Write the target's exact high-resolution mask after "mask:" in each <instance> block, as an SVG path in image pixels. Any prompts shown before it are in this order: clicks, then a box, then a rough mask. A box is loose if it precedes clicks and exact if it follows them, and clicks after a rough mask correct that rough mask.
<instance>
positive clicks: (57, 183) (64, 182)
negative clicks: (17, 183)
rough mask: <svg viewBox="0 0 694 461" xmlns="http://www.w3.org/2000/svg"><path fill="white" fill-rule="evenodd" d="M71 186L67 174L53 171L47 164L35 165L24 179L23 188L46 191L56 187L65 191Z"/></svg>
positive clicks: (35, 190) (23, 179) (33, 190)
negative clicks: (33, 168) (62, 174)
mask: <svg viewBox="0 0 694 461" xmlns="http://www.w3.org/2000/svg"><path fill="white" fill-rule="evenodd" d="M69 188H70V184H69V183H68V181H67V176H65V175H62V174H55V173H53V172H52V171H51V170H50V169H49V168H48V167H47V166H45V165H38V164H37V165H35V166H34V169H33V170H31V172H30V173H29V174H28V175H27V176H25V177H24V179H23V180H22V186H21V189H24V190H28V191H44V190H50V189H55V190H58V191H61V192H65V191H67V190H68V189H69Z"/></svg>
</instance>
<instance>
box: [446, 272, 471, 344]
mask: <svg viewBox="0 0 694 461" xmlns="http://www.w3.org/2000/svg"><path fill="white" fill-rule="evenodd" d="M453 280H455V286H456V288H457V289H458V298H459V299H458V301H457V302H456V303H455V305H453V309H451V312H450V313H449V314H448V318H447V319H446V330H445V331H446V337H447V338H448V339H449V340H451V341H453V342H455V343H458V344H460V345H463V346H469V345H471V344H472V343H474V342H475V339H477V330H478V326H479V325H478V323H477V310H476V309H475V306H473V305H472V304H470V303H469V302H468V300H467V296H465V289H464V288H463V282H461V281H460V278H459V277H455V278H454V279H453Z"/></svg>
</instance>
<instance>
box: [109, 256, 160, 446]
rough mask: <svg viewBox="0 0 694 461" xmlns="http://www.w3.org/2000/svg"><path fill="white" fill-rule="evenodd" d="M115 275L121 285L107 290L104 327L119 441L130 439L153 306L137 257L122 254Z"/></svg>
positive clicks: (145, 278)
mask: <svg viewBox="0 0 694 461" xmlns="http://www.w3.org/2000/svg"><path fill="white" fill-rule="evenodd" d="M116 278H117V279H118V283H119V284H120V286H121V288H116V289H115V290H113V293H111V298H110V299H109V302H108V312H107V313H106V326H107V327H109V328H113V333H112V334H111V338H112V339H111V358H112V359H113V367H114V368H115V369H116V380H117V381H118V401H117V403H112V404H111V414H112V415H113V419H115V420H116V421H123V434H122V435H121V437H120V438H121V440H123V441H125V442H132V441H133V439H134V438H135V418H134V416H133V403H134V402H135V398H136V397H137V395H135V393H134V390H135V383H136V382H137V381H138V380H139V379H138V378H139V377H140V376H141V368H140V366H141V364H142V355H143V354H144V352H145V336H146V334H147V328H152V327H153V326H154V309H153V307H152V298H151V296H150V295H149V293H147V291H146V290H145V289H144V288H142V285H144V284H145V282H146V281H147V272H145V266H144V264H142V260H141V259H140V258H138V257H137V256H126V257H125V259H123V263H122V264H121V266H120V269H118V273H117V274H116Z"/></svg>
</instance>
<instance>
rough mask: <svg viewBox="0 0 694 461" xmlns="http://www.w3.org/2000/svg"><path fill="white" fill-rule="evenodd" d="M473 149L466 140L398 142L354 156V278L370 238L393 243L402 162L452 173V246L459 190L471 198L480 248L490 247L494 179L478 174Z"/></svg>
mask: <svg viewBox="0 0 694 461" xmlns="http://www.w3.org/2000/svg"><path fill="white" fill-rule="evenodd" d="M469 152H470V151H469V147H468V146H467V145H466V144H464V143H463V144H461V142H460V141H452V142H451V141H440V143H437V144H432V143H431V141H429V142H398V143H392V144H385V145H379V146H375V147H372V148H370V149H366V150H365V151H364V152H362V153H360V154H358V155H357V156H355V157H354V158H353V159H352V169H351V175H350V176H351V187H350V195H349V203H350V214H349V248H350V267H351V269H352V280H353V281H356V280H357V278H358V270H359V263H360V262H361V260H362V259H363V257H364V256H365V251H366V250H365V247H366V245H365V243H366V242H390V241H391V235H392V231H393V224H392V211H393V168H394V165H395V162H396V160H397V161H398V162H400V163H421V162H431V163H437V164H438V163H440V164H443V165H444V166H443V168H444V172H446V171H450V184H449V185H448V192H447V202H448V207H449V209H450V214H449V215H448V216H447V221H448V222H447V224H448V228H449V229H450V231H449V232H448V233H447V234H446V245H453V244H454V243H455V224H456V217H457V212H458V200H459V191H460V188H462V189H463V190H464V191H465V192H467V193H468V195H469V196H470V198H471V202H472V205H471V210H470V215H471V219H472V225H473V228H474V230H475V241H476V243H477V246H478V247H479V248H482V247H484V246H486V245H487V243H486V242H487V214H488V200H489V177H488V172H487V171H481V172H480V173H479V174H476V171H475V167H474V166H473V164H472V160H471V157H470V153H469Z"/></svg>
..............................
*What the task requires:*
Your answer should be the lines of the listing above between the line holding "positive clicks: (57, 183) (64, 182)" and the line holding "positive clicks: (35, 190)", inclusive, restated word for word and alone.

*Task output:*
positive clicks: (57, 183) (64, 182)
negative clicks: (17, 183)
rough mask: <svg viewBox="0 0 694 461" xmlns="http://www.w3.org/2000/svg"><path fill="white" fill-rule="evenodd" d="M71 186L67 174L53 171L47 164L35 165L24 179L23 188L46 191L56 187L65 191Z"/></svg>
positive clicks: (35, 190) (23, 179) (33, 190)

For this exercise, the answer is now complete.